Written task 1 » Using the tripod selection guide, mark each statement yes or no and quote the words that decide it. (a) The guide suggests spending 10%-15% of the total camera + lens investment on a tripod + gimbal. (b) The poster wrote the original guide. (c) Series 3 tripods have a maximum tube diameter of 36mm.
Written task 2 » Resume the tripod selection guide, picking up right after its last sentence.

Excerpt to read »

====================

A beginner's guide to tripod selection

Started 2 months ago | Discussions thread
Flat view
hiepphotog Regular Member • Posts: 439
A beginner's guide to tripod selection

I've read numerous tripod guides, but none seemed to include the insights I've gathered over the years—until I stumbled upon one written by the chief tripod designer and owner of Marsace. Though I didn't write it, I believe such an exceptional guide deserves a wider audience. To enhance clarity, I'll supplement the guide with my own experiences, especially considering the potential loss in translation with Google Translate. Without further delay, here's the comprehensive guide to tripod selection.

The original guide: https://forum.xitek.com/thread-535226-1-1.html

When acquiring a tripod, it's crucial to consider five key factors: price, stability, height, portability, and functionality. These factors, once clarified, provide a solid direction for making an informed choice.

  1. Firstly, establish your budget to narrow down options effectively. Different budget ranges guide your selection, with considerations like avoiding carbon fiber tripods below $150 and considering Gitzo for budgets exceeding $450. A suggested investment ratio for tripod + gimbal is 10%-15% of your total camera + lens investment.
  2. Stability comes second, categorizing tripods by size. Larger series numbers in brands like Gitzo correlate with larger tube diameters. Gitzo's series classification provides a helpful guide for tripod selection, linking series numbers to suitable camera types and weights. This system aids in choosing the right tripod for specific equipment. If other brands don't follow this numbering system, a useful alternative is to examine the maximum tube diameter:
    • Series 0 (22mm): light camera+lens
    • Series 1 (25mm): camera+lens at <200mm and <2kg total weight
    • Series 2 (28mm): camera+lens at <300mm and <3.5kg total weight
    • Series 3 (32mm): camera+lens at <5kg total weight
    • Series 4 (36mm): camera+lens at <500mm and <7kg total weight
    • Series 5 (39mm): camera+lens at 600mm and <10kg total weight
    • Additional parameters affecting stability include the number of sections, last section diameter, leg tube wall thickness, locking forms, and material (carbon fiber, aluminum alloy, or volcanic stone).

====================

Data section »
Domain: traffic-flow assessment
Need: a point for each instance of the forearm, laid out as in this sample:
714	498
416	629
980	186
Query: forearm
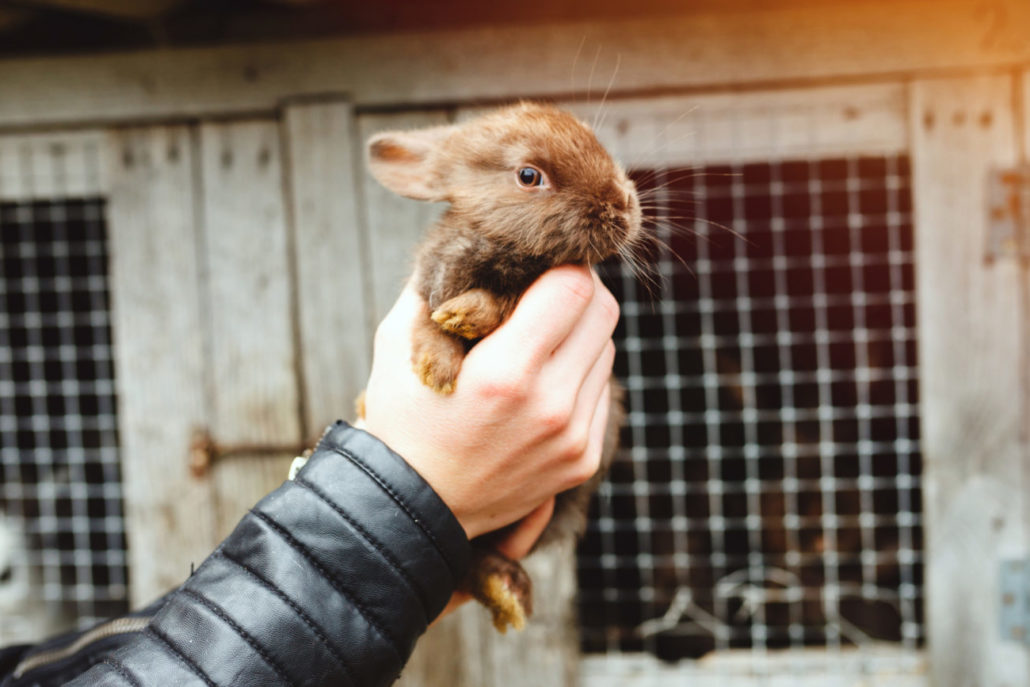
330	580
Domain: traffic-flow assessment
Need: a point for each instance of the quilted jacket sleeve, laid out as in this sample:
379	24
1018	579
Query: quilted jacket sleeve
328	581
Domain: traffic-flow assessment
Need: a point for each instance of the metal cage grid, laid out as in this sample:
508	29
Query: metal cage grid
59	458
767	494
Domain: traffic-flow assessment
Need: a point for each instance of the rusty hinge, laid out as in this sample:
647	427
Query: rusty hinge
204	450
1008	214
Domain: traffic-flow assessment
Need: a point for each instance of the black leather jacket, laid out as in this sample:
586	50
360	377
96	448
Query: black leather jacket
328	581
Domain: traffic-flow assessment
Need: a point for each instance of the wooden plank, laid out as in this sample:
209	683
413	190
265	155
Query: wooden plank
709	46
973	402
53	165
756	126
752	127
156	308
254	397
331	260
395	225
883	665
464	650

====================

Exercise result 1 »
(a) Yes: "A suggested investment ratio for tripod + gimbal is 10%-15% of your total camera + lens investment."
(b) No: "Though I didn't write it"
(c) No: "Series 3 (32mm)"

Exercise result 2 »
      • Number of sections: General tripods come in 3 or 4 sections, with some emphasizing portability featuring 5 sections. The general rule is that more sections can compromise stability.
      • Last section diameter: Even with the same maximum tube diameter and number of sections, different brands may have varying last section diameters. Thinner end sections generally result in poorer stability.
      • Leg tube wall thickness: Wall thickness typically ranges from 1.5mm, 1.2mm, to 1.0mm. Thicker pipe walls, under the same material, contribute to stronger stability.
      • Locking forms: Modern tripods often employ twist and lever locking methods. Twist locks generally offer greater locking force, improved stability, and increased durability. Longer lock length enhances stability.
      • Material: Carbon fiber and aluminum alloy are common materials. Within the same brand, carbon fiber and aluminum alloy stability should be comparable.
  3. Height considerations involve the maximum height without raising the central axis, maximum height with the raised central axis, and the lowest height for low-angle and macro shots. Tailor these to your shooting needs, factoring in personal height and viewing preferences.
    • Maximum Height without raising the center column: Paying attention to this height is crucial, as it represents the commonly used working height. For eye-level viewing, a general guideline is to calculate it as follows: Maximum Height=Your Height−10cm(Height of the tripod head)−10cm(Distance from the bottom of the camera to the viewfinder)−15cm(Distance from your eyes to the top of your head)− 5cm (for standing with feet apart). So, the appropriate maximum height for a suitable tripod without raising the central axis should be approximately Your Height−35cm to 40cm.
    • Maximum Height of Raised Central Axis: This represents the extreme maximum height the tripod can reach, useful in exceptional cases.
    • Minimum Height: Extremely useful for shooting low-angle and macro subjects, with a general principle that lower is better. This height is often restricted by the length of the central axis. Some tripods address this limitation by having a central axis in two parts, allowing one part to be unscrewed to shorten the height. Alternatively, some tripods offer the option to replace the central axis with a shorter one (usually available for separate purchase) to reduce the minimum height.
  4. Portability is a crucial factor, influenced by folded length and weight. If you have the luxury of a car, an assistant, and a follower, opting for the largest, heaviest, and most stable tripod is a viable choice. However, if you're the one carrying it, consider your physical limits carefully. A balance between stability and portability becomes crucial.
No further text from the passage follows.